### WORK REQUIRED
Locate every line in the items below that contains the word "neighbor", and copy each of those lines in full.

+++ EXCERPTED RECORDS

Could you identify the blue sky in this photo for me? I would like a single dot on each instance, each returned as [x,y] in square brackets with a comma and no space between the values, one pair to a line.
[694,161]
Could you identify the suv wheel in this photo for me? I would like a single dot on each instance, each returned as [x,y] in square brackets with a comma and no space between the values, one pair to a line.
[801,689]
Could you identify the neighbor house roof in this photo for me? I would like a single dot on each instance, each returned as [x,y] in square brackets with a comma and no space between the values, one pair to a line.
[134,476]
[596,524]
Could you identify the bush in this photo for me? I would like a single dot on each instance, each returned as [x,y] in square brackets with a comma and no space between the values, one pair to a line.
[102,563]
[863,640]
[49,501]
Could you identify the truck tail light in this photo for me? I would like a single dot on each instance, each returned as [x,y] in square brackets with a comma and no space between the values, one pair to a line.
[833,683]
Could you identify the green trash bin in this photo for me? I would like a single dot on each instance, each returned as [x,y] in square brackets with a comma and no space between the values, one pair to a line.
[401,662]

++++++
+++ EXCERPTED RECORDS

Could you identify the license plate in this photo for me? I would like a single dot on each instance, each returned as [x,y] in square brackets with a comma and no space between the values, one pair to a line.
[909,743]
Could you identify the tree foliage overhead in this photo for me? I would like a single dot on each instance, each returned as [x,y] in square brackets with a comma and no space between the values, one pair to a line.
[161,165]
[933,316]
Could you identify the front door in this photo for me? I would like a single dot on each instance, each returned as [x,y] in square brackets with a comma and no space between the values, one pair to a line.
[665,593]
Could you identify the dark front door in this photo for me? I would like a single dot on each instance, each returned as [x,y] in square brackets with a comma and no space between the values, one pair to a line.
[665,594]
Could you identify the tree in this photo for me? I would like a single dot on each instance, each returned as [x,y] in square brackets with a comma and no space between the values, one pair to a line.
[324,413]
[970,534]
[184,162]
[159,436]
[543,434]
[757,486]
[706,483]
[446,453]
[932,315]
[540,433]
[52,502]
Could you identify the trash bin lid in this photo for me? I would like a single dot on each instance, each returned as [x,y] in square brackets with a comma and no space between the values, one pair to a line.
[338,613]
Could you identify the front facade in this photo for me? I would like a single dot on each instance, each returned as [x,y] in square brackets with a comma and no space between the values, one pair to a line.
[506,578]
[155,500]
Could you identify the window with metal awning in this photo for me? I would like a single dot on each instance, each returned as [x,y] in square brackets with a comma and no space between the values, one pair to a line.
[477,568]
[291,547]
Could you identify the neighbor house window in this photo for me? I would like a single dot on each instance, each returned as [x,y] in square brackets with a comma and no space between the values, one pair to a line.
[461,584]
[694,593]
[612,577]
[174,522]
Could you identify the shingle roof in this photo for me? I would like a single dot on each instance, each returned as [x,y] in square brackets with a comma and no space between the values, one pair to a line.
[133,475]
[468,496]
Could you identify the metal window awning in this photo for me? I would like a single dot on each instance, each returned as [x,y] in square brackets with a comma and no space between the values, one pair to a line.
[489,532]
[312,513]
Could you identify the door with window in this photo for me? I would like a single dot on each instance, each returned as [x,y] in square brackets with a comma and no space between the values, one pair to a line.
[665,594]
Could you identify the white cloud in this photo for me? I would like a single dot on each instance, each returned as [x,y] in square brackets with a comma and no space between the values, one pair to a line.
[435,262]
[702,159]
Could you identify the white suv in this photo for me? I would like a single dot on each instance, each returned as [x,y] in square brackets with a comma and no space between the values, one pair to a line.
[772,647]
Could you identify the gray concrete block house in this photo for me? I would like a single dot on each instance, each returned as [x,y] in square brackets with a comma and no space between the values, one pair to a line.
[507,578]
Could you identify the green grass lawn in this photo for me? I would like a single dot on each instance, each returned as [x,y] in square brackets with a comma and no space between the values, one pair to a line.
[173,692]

++++++

### THE RESPONSE
Could you identify the neighbor house roof in this photo for me? I would like a single dot on each instance, each returned as [x,y] in square brackets with a comma and no space between the values, one pair to a line.
Could you identify the neighbor house window in this photo for me? I would like a single dot on each instance, each returned as [x,y] in square brackets with a comma and no space between the values, one pair to a line.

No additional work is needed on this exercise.